- _Exercise aim_: The records that follow are to be printed exactly, with no images.

>>>

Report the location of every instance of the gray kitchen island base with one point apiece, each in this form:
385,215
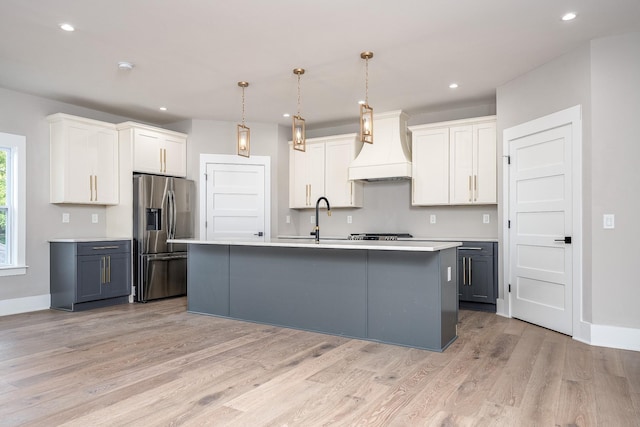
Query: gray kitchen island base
397,297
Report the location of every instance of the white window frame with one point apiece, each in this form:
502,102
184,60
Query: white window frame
16,228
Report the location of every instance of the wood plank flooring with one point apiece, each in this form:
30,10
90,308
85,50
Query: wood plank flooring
157,365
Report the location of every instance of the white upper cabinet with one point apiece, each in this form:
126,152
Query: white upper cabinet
322,170
430,167
473,164
155,150
306,176
84,161
339,153
454,163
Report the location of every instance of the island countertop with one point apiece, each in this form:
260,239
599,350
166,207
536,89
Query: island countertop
376,245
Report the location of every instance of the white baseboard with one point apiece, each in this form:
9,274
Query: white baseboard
25,304
614,337
501,309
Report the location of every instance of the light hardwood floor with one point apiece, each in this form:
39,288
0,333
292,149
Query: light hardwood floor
155,364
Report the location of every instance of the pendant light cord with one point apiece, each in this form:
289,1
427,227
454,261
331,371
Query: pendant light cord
366,84
298,94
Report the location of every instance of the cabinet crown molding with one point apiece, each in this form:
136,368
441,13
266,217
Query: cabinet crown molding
134,125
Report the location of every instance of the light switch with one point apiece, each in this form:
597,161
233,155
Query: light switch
608,221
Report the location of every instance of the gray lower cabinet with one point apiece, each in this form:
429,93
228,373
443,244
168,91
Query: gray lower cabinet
87,275
406,298
477,275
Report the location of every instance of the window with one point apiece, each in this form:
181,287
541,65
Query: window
12,204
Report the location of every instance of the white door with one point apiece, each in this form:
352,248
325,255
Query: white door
235,202
540,211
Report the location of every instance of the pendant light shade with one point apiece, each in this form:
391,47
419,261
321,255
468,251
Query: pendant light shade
244,133
297,124
366,112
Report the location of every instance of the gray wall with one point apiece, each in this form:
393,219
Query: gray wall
602,76
615,179
26,115
387,205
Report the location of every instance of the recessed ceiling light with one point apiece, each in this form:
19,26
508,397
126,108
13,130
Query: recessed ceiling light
125,65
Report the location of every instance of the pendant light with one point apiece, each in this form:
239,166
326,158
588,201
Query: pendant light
244,134
366,112
297,124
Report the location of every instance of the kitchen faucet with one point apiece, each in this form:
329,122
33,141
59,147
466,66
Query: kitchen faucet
316,230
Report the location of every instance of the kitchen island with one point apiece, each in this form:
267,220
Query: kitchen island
397,292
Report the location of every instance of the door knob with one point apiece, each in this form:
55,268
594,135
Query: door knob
567,240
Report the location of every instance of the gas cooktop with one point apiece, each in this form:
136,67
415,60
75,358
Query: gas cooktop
378,236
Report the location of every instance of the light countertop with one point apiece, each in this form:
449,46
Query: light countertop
376,245
88,239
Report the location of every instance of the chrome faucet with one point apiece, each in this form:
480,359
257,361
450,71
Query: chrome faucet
316,230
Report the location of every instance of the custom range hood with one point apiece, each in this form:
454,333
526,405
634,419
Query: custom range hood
389,157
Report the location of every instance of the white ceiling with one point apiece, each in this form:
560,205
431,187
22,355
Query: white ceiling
190,54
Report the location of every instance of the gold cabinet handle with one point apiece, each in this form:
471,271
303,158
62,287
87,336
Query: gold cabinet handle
351,201
165,159
464,270
475,188
109,269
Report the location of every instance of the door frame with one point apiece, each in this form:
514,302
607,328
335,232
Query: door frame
230,159
573,117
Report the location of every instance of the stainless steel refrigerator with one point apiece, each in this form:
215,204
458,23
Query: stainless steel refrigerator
163,208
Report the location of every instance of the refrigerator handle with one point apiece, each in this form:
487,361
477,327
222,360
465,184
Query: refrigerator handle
172,225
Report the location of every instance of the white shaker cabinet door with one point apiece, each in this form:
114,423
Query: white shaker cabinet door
462,170
175,155
341,192
473,164
485,187
306,176
159,152
84,161
430,167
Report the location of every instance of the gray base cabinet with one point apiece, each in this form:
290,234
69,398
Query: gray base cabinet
88,275
403,298
477,278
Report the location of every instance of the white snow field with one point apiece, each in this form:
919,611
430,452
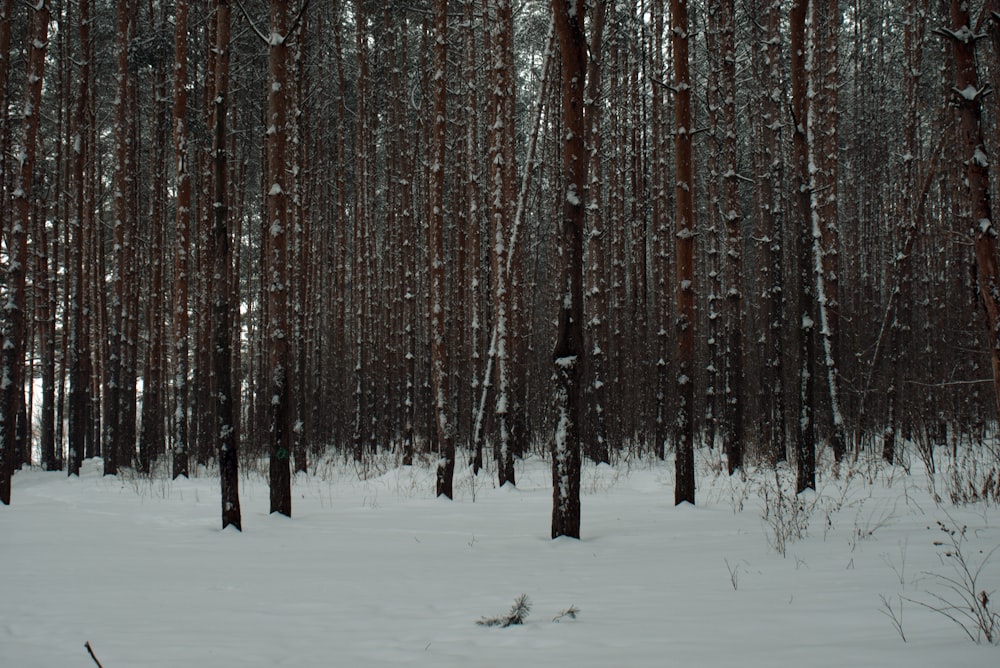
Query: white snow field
377,572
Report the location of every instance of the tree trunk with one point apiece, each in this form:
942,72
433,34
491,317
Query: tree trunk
805,448
220,251
569,349
182,156
684,485
502,186
439,310
276,230
969,93
14,338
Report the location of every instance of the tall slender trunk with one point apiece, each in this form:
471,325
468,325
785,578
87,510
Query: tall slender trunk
220,250
969,93
14,338
182,157
569,18
805,448
502,186
80,405
824,77
684,486
276,229
439,309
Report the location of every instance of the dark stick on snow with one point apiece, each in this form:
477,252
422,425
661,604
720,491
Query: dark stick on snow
90,650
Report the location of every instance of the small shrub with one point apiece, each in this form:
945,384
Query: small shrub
515,617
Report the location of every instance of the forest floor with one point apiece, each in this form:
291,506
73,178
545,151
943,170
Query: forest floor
377,572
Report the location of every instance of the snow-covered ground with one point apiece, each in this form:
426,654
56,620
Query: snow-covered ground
376,572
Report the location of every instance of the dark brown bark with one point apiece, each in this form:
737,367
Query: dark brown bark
439,330
502,199
735,378
568,353
684,485
805,447
14,332
182,157
276,229
968,97
80,405
220,251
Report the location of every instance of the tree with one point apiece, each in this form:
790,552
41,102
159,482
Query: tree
226,428
276,233
80,405
969,93
182,158
805,448
444,418
684,249
569,18
14,337
502,202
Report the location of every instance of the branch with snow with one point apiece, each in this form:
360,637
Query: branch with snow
515,617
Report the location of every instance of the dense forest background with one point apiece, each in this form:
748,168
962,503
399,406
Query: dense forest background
281,228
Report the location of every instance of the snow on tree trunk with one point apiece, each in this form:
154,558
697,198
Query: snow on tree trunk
439,309
805,449
220,251
684,486
569,349
182,157
968,97
276,232
14,343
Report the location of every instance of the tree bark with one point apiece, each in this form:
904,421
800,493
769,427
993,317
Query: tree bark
182,157
439,309
805,448
14,336
276,231
968,96
220,251
684,485
569,349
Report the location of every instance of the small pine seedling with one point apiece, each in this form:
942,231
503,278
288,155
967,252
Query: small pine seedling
571,612
518,613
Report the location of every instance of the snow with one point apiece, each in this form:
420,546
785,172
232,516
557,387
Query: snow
377,572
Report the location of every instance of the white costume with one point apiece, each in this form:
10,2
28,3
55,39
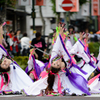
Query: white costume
18,78
69,83
78,49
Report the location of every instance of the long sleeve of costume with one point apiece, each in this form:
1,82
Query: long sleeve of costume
59,49
68,45
78,49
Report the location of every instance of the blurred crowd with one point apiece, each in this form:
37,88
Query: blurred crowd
17,43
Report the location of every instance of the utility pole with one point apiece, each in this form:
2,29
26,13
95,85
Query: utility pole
33,15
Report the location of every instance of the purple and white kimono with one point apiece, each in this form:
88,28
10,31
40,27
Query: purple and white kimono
90,64
18,78
70,82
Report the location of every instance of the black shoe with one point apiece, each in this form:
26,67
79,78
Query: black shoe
73,94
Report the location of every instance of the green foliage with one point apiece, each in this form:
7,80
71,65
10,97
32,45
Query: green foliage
10,3
21,61
94,48
54,6
81,2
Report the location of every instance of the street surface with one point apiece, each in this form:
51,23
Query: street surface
21,97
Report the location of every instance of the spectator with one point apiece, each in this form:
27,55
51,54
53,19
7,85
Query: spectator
16,49
25,44
39,42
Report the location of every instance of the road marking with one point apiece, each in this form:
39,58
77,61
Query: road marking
9,95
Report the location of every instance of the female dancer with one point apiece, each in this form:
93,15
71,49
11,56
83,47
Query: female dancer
35,67
12,77
62,78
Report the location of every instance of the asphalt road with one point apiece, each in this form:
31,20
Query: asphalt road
21,97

<<<

- _Output_:
Report the location of every instance of the gray kitchen island base with one point apiece, each in this form:
385,215
Query: gray kitchen island base
397,297
Report the location of every instance of the white window frame with one point apiece, each in this form:
502,102
184,60
Query: white window frame
16,228
Report the location of every instance of the wood plank flooring with one point apiece, each in this form:
30,10
90,308
85,50
Query: wood plank flooring
157,365
Report the location of every instance of the white upper cabinet with one point apiece, each in this form:
126,152
Query: white upper cabinet
322,170
430,167
473,164
155,150
306,176
84,161
339,153
454,163
Report the location of every instance of the island countertop with one point apiece, each in this form:
260,239
599,350
166,207
536,89
Query: island countertop
376,245
Report the location of every instance of the white baseboard with one point apiece, each in this form:
9,274
Query: white baseboard
25,304
614,337
501,309
Report the location of every instance of the light hardwood floor with one point apiece, each in this form:
39,288
0,333
292,149
Query: light hardwood floor
155,364
Report the location of every instance of the pendant light cord with one point apiece, each in this form:
289,1
427,227
454,261
331,371
Query: pendant light cord
366,84
298,94
Report the location of every instance of the cabinet crown molding with one point apiece, each in this form:
136,368
441,13
266,217
Query: cabinet crown molding
134,125
Report the location of every instance of the light switch with one point apiece, each in this form:
597,161
233,155
Query: light switch
608,221
Report the location of every instance of the gray lower cabinet with one point apiece, each in this form:
429,93
228,373
443,244
168,91
Query: gray lower cabinet
87,275
406,298
477,275
Report the location of every instance of the window with one point apiece, each in this form:
181,287
541,65
Query: window
12,204
Report the location of every instance of the white door with one point apiece, each in this form:
352,248
325,255
Query: white door
235,202
540,211
Report the location of every instance of the pendant light shade with one point apiece, each in this form:
391,47
419,261
321,255
468,251
Query: pendant light shade
244,133
297,124
366,112
Report the location of every instance of the gray wall with one point apiece, each in this form:
393,219
Query: gray wall
602,76
615,179
26,115
387,205
Report the location of every instance of the recessed ceiling light with one point apiece, each in this form:
19,26
508,397
126,108
13,130
Query: recessed ceiling light
125,65
Report the location of every instance of the pendant light with one point apiece, each in this form:
239,166
326,158
588,201
Query: pendant light
244,134
366,112
297,124
Report the location of every instance of the kitchen faucet with one point apiece, each in this form:
329,122
33,141
59,147
466,66
Query: kitchen faucet
316,230
Report the location of every instance of the kitchen island with one point apiece, each in this form:
267,220
Query: kitchen island
397,292
Report the location of every instance of the door knob with one point apiece, each in this form:
55,268
594,135
Query: door knob
567,240
Report the location of every instance of the gas cooktop with one point apiece, each in this form:
136,67
415,60
75,358
Query: gas cooktop
378,236
Report the location of every instance of the light countertop with one point apiece, each in this form:
449,46
Query: light countertop
376,245
88,239
Report the location of every instance of the chrome faucet with one point apiece, each in this form:
480,359
257,361
450,71
Query: chrome faucet
316,230
Report the location of every instance of the custom range hood with one point apiece, each in this form:
454,333
526,405
634,419
Query: custom range hood
389,157
Report the location of every instance of the white ceiling with one point apiece, each in this form:
560,205
431,187
22,355
Query: white ceiling
190,54
Report the location of every instance of the gold cabinet handle with one point apiece, each in this form:
471,271
303,158
62,287
87,336
Query: gold cabinet handle
351,201
165,159
464,270
475,188
109,269
Report the location of every instance of the door frame with one point apiece, each in this form:
514,302
607,328
335,232
Query: door frame
230,159
573,117
Report the location of every instance of the stainless steel refrigerator with one point apiece, each in this form:
215,204
458,23
Query: stainless steel refrigerator
163,208
Report the location of every instance of the refrigerator handle with one point apiece, each in this form:
487,361
477,327
222,360
465,184
Query: refrigerator handle
172,225
Report the location of every instance of the white shaker cabinet door with one point apiece, each in this form:
114,423
Query: white shaker cabinet door
462,170
175,155
341,192
473,164
485,187
306,176
159,152
84,161
430,167
Report the location of every instance of the gray base cabinet with one point apiece, each in this form:
290,234
69,398
Query: gray base cabinet
88,275
403,298
477,278
Report the location of every instance of the white snow field with one point apiece, each in this form:
919,611
430,452
Query: white snow field
377,572
Report the location of every instance of the tree trunk with one point apiece, each in this form:
942,72
433,34
491,317
Query: tree trunk
805,448
220,251
569,349
182,156
684,485
502,186
439,310
276,230
969,93
14,338
Report the location of every instance of the tall slender trunk with one point apiece, each in this form:
471,325
468,325
785,578
87,510
Query: tall slender trunk
220,250
969,93
14,338
182,157
569,18
805,448
502,186
80,405
824,77
684,486
276,229
439,309
Report the location of every instance of the dark stick on snow with one point apiece, each in this form:
477,252
422,425
661,604
720,491
Query: dark stick on snow
90,650
Report the location of every instance of the small shrub with one point apiece, each in this form:
945,384
Query: small shrub
515,617
Report the location of every instance of the forest floor with one point apiece, each in this form:
291,506
73,178
545,151
943,170
Query: forest floor
377,572
Report the location of every instance of the snow-covered ground with one point apiece, each in this form:
426,654
56,620
Query: snow-covered ground
376,572
Report the location of every instance of the dark brown bark with one point apiece, each in this form:
737,367
Query: dark brown bark
439,330
502,199
735,378
568,353
684,485
805,447
14,332
182,157
276,229
968,97
80,405
220,251
Report the location of every instance of the tree with one point apiece, each in this form:
790,552
41,102
159,482
Query: tree
226,428
276,233
80,405
969,93
182,158
805,448
444,418
684,249
569,18
14,337
502,202
Report the location of every instance of the branch with snow with one point apiece, each in this form:
360,637
Query: branch with snow
515,617
Report the location of every instance of the dense forest background with one point apiece, each in this form:
748,168
962,503
399,406
Query: dense forest background
281,228
Report the location of every instance of the snow on tree trunk with one point apiece, each in this form:
154,558
697,198
Query: snow on tree trunk
439,309
805,449
220,251
684,486
569,349
182,157
968,97
276,232
14,343
Report the location of every instance of the tree bark with one point apiece, each in this form:
904,421
800,493
769,427
993,317
Query: tree bark
182,157
439,309
805,448
14,336
276,231
968,96
220,251
684,485
569,349
Report the location of every instance of the small pine seedling with one point apiece, each in this form:
942,231
503,278
288,155
967,252
Query: small pine seedling
571,612
518,613
Report the location of every instance of the snow with one point apiece, each in this form:
420,546
785,172
232,516
557,387
Query: snow
377,572
Report the location of every instance of the white costume with one point apiece, each in this form:
10,2
28,3
55,39
Query: white costume
18,78
69,83
78,49
Report the location of every instance of the long sleeve of costume with one point apiece, each in this form:
1,82
Query: long sleeve of costume
59,49
68,45
78,49
Report the location of every instance of the blurred crowd with one point apiece, each in this form:
37,88
Query: blurred crowd
17,43
Report the location of every instance of the utility pole with one point apiece, each in this form:
2,29
26,13
95,85
Query: utility pole
33,15
Report the location of every instance of the purple and white kimono with one point apiece, each in this form:
88,28
10,31
40,27
Query: purple and white kimono
90,64
18,78
70,82
Report the location of every instance of the black shoe with one point apiece, each in this form:
26,67
79,78
Query: black shoe
73,94
Report the location of every instance of the green foliage with one point apiece, each in this form:
7,80
71,65
10,97
32,45
Query: green foliage
10,3
21,61
94,48
54,6
81,2
Report the location of every instance of the street surface with one point apiece, each in this form:
51,23
Query: street surface
21,97
Report the location of every instance of the spectator with one point apiece, each in this form:
27,55
51,54
53,19
7,85
Query: spectator
16,49
25,44
39,42
Report the location of every instance of the road marking with one point apiece, each in this form:
39,58
77,61
Query: road marking
9,95
Report the location of every instance of the female dancer with one point apiece, each in this form:
93,15
71,49
11,56
83,47
Query: female dancer
35,67
12,77
62,78
Report the location of every instance of the asphalt road with one point apiece, each in this form:
31,20
Query: asphalt road
21,97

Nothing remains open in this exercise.